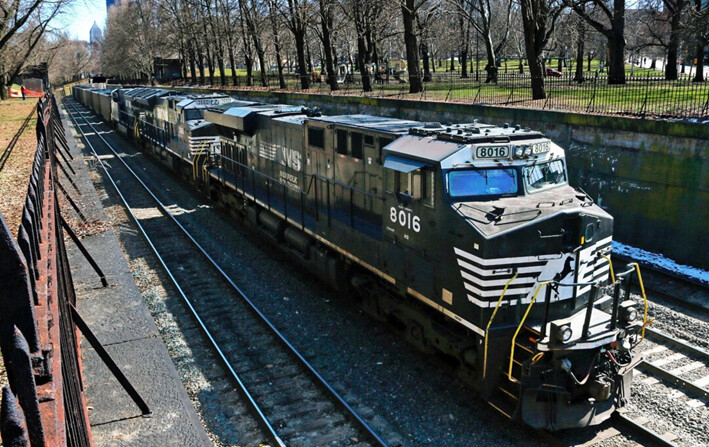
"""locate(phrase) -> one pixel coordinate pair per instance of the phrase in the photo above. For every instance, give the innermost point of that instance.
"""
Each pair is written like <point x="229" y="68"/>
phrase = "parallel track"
<point x="671" y="286"/>
<point x="291" y="402"/>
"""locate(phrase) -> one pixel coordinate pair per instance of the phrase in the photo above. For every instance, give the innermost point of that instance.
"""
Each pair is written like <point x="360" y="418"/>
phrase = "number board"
<point x="492" y="152"/>
<point x="540" y="148"/>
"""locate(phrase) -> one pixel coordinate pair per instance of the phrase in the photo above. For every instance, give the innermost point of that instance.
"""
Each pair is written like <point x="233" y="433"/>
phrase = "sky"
<point x="77" y="20"/>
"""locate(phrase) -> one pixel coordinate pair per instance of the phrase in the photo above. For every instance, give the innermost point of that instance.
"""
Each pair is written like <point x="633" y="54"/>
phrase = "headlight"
<point x="564" y="333"/>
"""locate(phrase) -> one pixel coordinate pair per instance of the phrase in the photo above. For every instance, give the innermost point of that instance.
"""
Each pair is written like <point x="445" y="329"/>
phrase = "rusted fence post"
<point x="44" y="404"/>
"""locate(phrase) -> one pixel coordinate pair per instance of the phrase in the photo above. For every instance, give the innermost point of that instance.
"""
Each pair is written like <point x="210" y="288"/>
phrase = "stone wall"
<point x="652" y="176"/>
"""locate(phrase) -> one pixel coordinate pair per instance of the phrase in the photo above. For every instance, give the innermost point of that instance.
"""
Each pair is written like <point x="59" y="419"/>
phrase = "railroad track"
<point x="671" y="286"/>
<point x="290" y="401"/>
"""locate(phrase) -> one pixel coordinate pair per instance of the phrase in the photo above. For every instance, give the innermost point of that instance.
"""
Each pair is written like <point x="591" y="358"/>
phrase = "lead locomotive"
<point x="466" y="237"/>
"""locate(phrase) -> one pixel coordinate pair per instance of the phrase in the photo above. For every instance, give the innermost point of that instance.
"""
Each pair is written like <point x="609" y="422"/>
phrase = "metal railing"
<point x="44" y="404"/>
<point x="647" y="95"/>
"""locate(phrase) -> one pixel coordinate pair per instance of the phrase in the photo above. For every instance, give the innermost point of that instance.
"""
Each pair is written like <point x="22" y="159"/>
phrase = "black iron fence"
<point x="44" y="404"/>
<point x="645" y="95"/>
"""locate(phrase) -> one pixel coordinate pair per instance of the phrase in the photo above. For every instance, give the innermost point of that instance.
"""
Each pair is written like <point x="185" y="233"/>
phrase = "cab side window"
<point x="341" y="147"/>
<point x="418" y="184"/>
<point x="356" y="141"/>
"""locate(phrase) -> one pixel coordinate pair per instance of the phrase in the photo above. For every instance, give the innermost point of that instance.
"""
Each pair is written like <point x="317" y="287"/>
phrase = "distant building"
<point x="95" y="35"/>
<point x="167" y="69"/>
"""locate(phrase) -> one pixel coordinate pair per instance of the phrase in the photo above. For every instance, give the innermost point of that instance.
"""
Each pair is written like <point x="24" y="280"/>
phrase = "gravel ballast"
<point x="374" y="368"/>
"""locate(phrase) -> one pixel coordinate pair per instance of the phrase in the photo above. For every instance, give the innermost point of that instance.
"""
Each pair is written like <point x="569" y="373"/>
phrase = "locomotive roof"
<point x="377" y="123"/>
<point x="434" y="142"/>
<point x="474" y="133"/>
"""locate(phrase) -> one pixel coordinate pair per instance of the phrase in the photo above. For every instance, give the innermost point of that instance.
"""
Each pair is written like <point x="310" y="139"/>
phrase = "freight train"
<point x="466" y="237"/>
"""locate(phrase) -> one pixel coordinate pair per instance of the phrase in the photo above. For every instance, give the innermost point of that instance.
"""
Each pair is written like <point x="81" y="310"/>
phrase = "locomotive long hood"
<point x="496" y="217"/>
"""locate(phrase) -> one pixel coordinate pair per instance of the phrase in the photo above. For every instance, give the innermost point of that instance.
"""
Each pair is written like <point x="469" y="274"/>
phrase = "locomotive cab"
<point x="521" y="259"/>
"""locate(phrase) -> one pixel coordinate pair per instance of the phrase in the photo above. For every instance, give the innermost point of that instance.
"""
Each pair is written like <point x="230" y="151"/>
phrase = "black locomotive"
<point x="467" y="237"/>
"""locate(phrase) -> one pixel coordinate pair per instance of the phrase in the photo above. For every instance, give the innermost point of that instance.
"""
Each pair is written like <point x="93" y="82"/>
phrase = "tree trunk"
<point x="302" y="65"/>
<point x="616" y="44"/>
<point x="673" y="47"/>
<point x="427" y="77"/>
<point x="616" y="62"/>
<point x="277" y="45"/>
<point x="232" y="62"/>
<point x="412" y="48"/>
<point x="193" y="65"/>
<point x="310" y="59"/>
<point x="325" y="24"/>
<point x="362" y="65"/>
<point x="200" y="63"/>
<point x="222" y="71"/>
<point x="249" y="69"/>
<point x="536" y="71"/>
<point x="490" y="68"/>
<point x="578" y="76"/>
<point x="701" y="43"/>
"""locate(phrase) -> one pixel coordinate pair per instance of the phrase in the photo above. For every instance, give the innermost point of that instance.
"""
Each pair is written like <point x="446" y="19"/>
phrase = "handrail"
<point x="521" y="323"/>
<point x="642" y="290"/>
<point x="610" y="263"/>
<point x="492" y="317"/>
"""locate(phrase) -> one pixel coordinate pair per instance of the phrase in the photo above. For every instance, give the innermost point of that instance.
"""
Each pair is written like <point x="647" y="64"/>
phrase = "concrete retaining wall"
<point x="653" y="176"/>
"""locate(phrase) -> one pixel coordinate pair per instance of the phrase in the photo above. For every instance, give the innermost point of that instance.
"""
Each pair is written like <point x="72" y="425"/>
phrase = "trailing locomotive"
<point x="466" y="237"/>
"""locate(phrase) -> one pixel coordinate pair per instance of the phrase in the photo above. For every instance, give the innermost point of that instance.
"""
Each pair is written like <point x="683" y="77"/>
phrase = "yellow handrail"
<point x="521" y="323"/>
<point x="642" y="289"/>
<point x="492" y="317"/>
<point x="610" y="264"/>
<point x="195" y="160"/>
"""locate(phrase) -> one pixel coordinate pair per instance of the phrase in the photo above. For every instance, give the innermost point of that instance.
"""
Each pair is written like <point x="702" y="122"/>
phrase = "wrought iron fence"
<point x="44" y="404"/>
<point x="644" y="96"/>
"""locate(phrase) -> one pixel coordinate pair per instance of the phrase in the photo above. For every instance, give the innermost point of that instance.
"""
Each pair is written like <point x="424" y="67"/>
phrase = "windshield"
<point x="544" y="175"/>
<point x="482" y="182"/>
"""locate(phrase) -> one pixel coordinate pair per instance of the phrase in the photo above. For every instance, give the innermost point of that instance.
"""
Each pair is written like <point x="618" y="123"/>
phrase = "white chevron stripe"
<point x="495" y="261"/>
<point x="501" y="271"/>
<point x="495" y="293"/>
<point x="497" y="282"/>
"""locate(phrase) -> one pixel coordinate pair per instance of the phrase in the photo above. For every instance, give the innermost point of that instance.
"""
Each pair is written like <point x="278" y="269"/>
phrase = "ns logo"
<point x="290" y="157"/>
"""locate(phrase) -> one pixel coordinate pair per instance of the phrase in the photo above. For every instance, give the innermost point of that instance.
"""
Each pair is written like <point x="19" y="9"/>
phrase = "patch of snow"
<point x="661" y="261"/>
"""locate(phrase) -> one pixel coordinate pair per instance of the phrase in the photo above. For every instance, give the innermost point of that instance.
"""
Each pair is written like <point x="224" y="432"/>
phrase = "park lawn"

__TASK TO CARRY OUT__.
Copy the entries character for character, excluding any pictures.

__THE ANSWER__.
"""locate(phrase) -> one pixel coordinate pair per instance of the phrase in the photo above. For every instance, give the innermost point of that instance.
"""
Each pair is written like <point x="229" y="68"/>
phrase = "parallel track"
<point x="671" y="286"/>
<point x="291" y="402"/>
"""locate(phrase) -> one pixel coordinate pair per instance of the phrase in the photo above. For every instance, give the innermost point of that instance.
"""
Each pair is written like <point x="360" y="418"/>
phrase = "number board"
<point x="492" y="152"/>
<point x="540" y="148"/>
"""locate(phrase) -> one pixel coordinate pair per instance of the phrase in the photo above. For every instance, give the innermost point of that instance.
"""
Each pair is written like <point x="233" y="433"/>
phrase = "sky"
<point x="77" y="20"/>
"""locate(phrase) -> one pixel coordinate pair per instance of the phrase in the photo above. For every instance, give the innermost point of that instance.
"""
Each pair is written like <point x="633" y="54"/>
phrase = "headlight"
<point x="564" y="333"/>
"""locate(phrase) -> one pixel coordinate pair per instance of the phrase in the photo above. For every instance, give the innermost point of that instance.
"""
Each pair is written like <point x="445" y="329"/>
phrase = "rusted fence post"
<point x="44" y="404"/>
"""locate(phrase) -> one pixel coordinate pair per instance of the phrase in the photo above. For every instance, give the innermost point of that instance.
"""
Each pair is written like <point x="210" y="288"/>
phrase = "stone wall"
<point x="652" y="176"/>
"""locate(phrase) -> one pixel coordinate pair per instance of the phrase in the photo above. For every instance, give the innermost point of that instance.
"""
Each pair is written like <point x="59" y="419"/>
phrase = "railroad track"
<point x="671" y="286"/>
<point x="290" y="401"/>
"""locate(phrase) -> one pixel coordinate pair per instance of the phrase in the photo above. For every instance, give the innermost point of that instance.
"""
Each pair is written like <point x="591" y="358"/>
phrase = "lead locomotive"
<point x="466" y="237"/>
"""locate(phrase) -> one pixel coordinate pair per instance of the phrase in the photo above. For every instance, give the innermost point of that instance.
"""
Each pair is written like <point x="609" y="422"/>
phrase = "metal railing"
<point x="44" y="404"/>
<point x="647" y="95"/>
"""locate(phrase) -> one pixel coordinate pair per instance of the phrase in the photo above. For every instance, give the innermost point of that instance.
"""
Each pair is written like <point x="22" y="159"/>
phrase = "black iron fence"
<point x="44" y="404"/>
<point x="645" y="95"/>
"""locate(phrase) -> one pixel coordinate pair per instance of the phrase in the photo above. For every instance, give the innermost point of that instance.
"""
Each pair is written like <point x="185" y="233"/>
phrase = "cab side window"
<point x="341" y="147"/>
<point x="418" y="184"/>
<point x="356" y="141"/>
"""locate(phrase) -> one pixel coordinate pair per instance of the phrase in the photo above. For every instance, give the innermost point of that instance.
"""
Each pair is written like <point x="317" y="287"/>
phrase = "distant building"
<point x="95" y="35"/>
<point x="167" y="69"/>
"""locate(phrase) -> one pixel coordinate pair per instance of the phrase in the photo above. For every instance, give the innermost point of that instance.
"""
Each pair is written like <point x="24" y="280"/>
phrase = "gravel ballast"
<point x="374" y="368"/>
"""locate(phrase) -> one pixel coordinate pair per instance of the phrase in the photo above. For every instance, give the innermost point of that instance.
"""
Each pair is written like <point x="569" y="373"/>
phrase = "locomotive roof"
<point x="377" y="123"/>
<point x="434" y="142"/>
<point x="474" y="133"/>
"""locate(phrase) -> one pixel coordinate pair per instance of the phrase in the photo above. For every instance, give the innermost point of that instance.
"""
Each pair is written like <point x="310" y="139"/>
phrase = "freight train"
<point x="466" y="237"/>
"""locate(phrase) -> one pixel coordinate pair per instance of the phrase in the photo above. For every instance, give the innermost point of that instance.
"""
Each pair is written like <point x="81" y="310"/>
phrase = "locomotive long hood"
<point x="496" y="217"/>
"""locate(phrase) -> one pixel coordinate pair per instance of the phrase in the photo above. For every instance, give the innermost point of that instance.
"""
Each pair is written like <point x="469" y="274"/>
phrase = "locomotive cab"
<point x="521" y="259"/>
"""locate(phrase) -> one pixel coordinate pair per instance of the phrase in the photo above. For every instance, give the innermost point of that instance.
"""
Each pair is written like <point x="230" y="151"/>
phrase = "black locomotive"
<point x="467" y="237"/>
"""locate(phrase) -> one pixel coordinate pair per instance of the phrase in the photo above. For every instance, give the innermost point of that instance.
"""
Each pair is written like <point x="93" y="82"/>
phrase = "tree trunk"
<point x="302" y="65"/>
<point x="616" y="44"/>
<point x="673" y="47"/>
<point x="427" y="77"/>
<point x="616" y="62"/>
<point x="277" y="45"/>
<point x="232" y="62"/>
<point x="412" y="48"/>
<point x="193" y="65"/>
<point x="310" y="59"/>
<point x="325" y="24"/>
<point x="362" y="65"/>
<point x="200" y="63"/>
<point x="222" y="71"/>
<point x="249" y="69"/>
<point x="536" y="71"/>
<point x="490" y="68"/>
<point x="578" y="76"/>
<point x="701" y="43"/>
"""locate(phrase) -> one pixel coordinate pair per instance of the phrase in the photo above. For every instance, give the innermost point of that instance.
"""
Each pair is written like <point x="446" y="19"/>
phrase = "handrail"
<point x="521" y="323"/>
<point x="642" y="290"/>
<point x="610" y="263"/>
<point x="492" y="317"/>
"""locate(phrase) -> one pixel coordinate pair per instance of the phrase in the photo above. For every instance, give the innermost point of that instance.
"""
Each pair is written like <point x="647" y="64"/>
phrase = "concrete retaining wall"
<point x="653" y="176"/>
"""locate(phrase) -> one pixel coordinate pair per instance of the phrase in the photo above. For every instance, give the innermost point of that instance.
"""
Each pair is written like <point x="72" y="425"/>
phrase = "trailing locomotive"
<point x="466" y="237"/>
"""locate(phrase) -> one pixel coordinate pair per instance of the phrase in the photo above. For every instance, give the innermost point of that instance.
"""
Each pair is written like <point x="683" y="77"/>
phrase = "yellow handrail"
<point x="521" y="323"/>
<point x="642" y="289"/>
<point x="492" y="317"/>
<point x="610" y="264"/>
<point x="195" y="160"/>
"""locate(phrase) -> one pixel coordinate pair per instance of the phrase in the photo above. For every instance, give the innermost point of that instance.
"""
Each pair is written like <point x="702" y="122"/>
phrase = "wrought iron fence"
<point x="44" y="404"/>
<point x="644" y="96"/>
"""locate(phrase) -> one pixel coordinate pair per instance of the phrase in the photo above. For every instance, give the innermost point of that instance.
"""
Each pair is written like <point x="424" y="67"/>
phrase = "windshield"
<point x="544" y="175"/>
<point x="482" y="182"/>
"""locate(phrase) -> one pixel coordinate pair per instance of the phrase in the photo above. For every instance, give the innermost point of that instance.
"""
Each pair is written like <point x="618" y="123"/>
phrase = "white chevron stripe"
<point x="495" y="261"/>
<point x="501" y="271"/>
<point x="495" y="293"/>
<point x="497" y="282"/>
"""locate(phrase) -> one pixel coordinate pair per instance of the phrase in the photo above. For every instance, give the innermost point of that instance.
"""
Each pair is written like <point x="278" y="269"/>
phrase = "ns logo"
<point x="290" y="157"/>
"""locate(phrase) -> one pixel coordinate pair per instance of the phrase in the photo above. For every instance, give the innermost point of that instance.
"""
Each pair is written like <point x="19" y="9"/>
phrase = "patch of snow"
<point x="661" y="261"/>
"""locate(phrase) -> one pixel coordinate pair per instance of the phrase in the photo above. For every instance, give the innermost point of that instance.
"""
Each pair is written like <point x="224" y="432"/>
phrase = "park lawn"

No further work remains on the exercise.